Stored items from a collection
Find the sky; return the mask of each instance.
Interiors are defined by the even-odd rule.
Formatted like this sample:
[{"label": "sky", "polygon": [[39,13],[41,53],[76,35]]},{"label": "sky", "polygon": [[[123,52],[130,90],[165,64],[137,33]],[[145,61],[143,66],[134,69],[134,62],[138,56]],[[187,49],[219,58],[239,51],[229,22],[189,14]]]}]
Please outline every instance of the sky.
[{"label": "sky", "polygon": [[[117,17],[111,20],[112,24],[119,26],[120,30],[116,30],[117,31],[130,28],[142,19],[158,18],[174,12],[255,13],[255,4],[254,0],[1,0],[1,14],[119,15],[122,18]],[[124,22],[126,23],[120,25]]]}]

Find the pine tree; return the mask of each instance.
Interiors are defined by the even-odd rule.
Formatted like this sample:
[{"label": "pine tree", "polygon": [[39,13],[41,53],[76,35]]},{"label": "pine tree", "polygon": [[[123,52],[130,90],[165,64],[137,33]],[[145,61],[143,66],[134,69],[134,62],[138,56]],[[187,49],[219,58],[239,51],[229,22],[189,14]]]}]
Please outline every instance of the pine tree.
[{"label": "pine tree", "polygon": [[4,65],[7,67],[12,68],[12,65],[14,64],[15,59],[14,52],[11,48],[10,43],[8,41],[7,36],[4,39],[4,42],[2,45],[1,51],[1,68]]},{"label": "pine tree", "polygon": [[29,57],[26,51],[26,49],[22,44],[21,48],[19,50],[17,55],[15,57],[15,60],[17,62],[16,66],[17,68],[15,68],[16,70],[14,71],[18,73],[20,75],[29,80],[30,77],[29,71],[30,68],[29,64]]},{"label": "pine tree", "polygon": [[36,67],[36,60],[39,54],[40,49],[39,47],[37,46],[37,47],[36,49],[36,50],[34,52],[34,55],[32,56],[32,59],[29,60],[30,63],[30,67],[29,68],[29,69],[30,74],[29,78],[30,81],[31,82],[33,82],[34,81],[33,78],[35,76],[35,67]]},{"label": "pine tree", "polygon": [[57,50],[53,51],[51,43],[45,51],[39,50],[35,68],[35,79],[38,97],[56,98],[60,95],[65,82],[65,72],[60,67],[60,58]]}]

● BRIEF
Write out every one of these records again, keeping each line identical to the original.

● THE RESPONSE
Find the sky; return the mask of each instance.
Interiors are defined by the even-odd rule.
Formatted like this sample:
[{"label": "sky", "polygon": [[39,13],[41,53],[76,35]]},{"label": "sky", "polygon": [[[123,52],[130,90],[165,64],[137,33]],[[145,61],[143,66],[134,69],[134,62],[138,56]],[[187,49],[219,58],[239,51],[229,22],[189,14]]]}]
Please outline every instance of the sky.
[{"label": "sky", "polygon": [[[117,17],[111,20],[112,24],[119,26],[120,30],[116,30],[117,31],[130,28],[142,19],[158,18],[174,12],[255,13],[255,4],[254,0],[1,0],[1,14],[119,15],[122,18]],[[124,22],[126,23],[120,25]]]}]

Find the pine tree; return the mask of each instance.
Interiors are defined by the even-odd rule.
Formatted like this sample:
[{"label": "pine tree", "polygon": [[39,13],[41,53],[76,35]]},{"label": "pine tree", "polygon": [[[123,52],[130,90],[165,64],[137,33]],[[145,61],[143,66],[134,69],[134,62],[138,56]],[[187,49],[219,58],[239,51],[229,22],[189,14]]]}]
Please outline every instance of the pine tree.
[{"label": "pine tree", "polygon": [[4,65],[7,67],[12,68],[12,65],[14,64],[15,59],[14,52],[11,48],[10,43],[8,41],[7,36],[4,39],[4,42],[2,45],[1,51],[1,68]]},{"label": "pine tree", "polygon": [[29,57],[26,51],[26,49],[22,44],[21,48],[19,50],[17,55],[15,57],[15,60],[17,62],[16,66],[17,68],[15,68],[16,70],[14,71],[18,73],[20,75],[29,80],[30,77],[29,71],[30,68],[29,64]]},{"label": "pine tree", "polygon": [[36,67],[36,60],[39,54],[40,49],[39,47],[37,46],[37,47],[36,49],[36,50],[34,52],[34,55],[32,56],[32,59],[29,60],[30,63],[30,67],[29,68],[29,69],[30,74],[29,78],[30,81],[31,82],[33,82],[34,81],[33,78],[35,76],[35,67]]},{"label": "pine tree", "polygon": [[57,50],[53,51],[51,43],[45,51],[39,50],[35,68],[35,79],[38,97],[56,98],[60,95],[65,82],[65,72],[60,67],[60,58]]}]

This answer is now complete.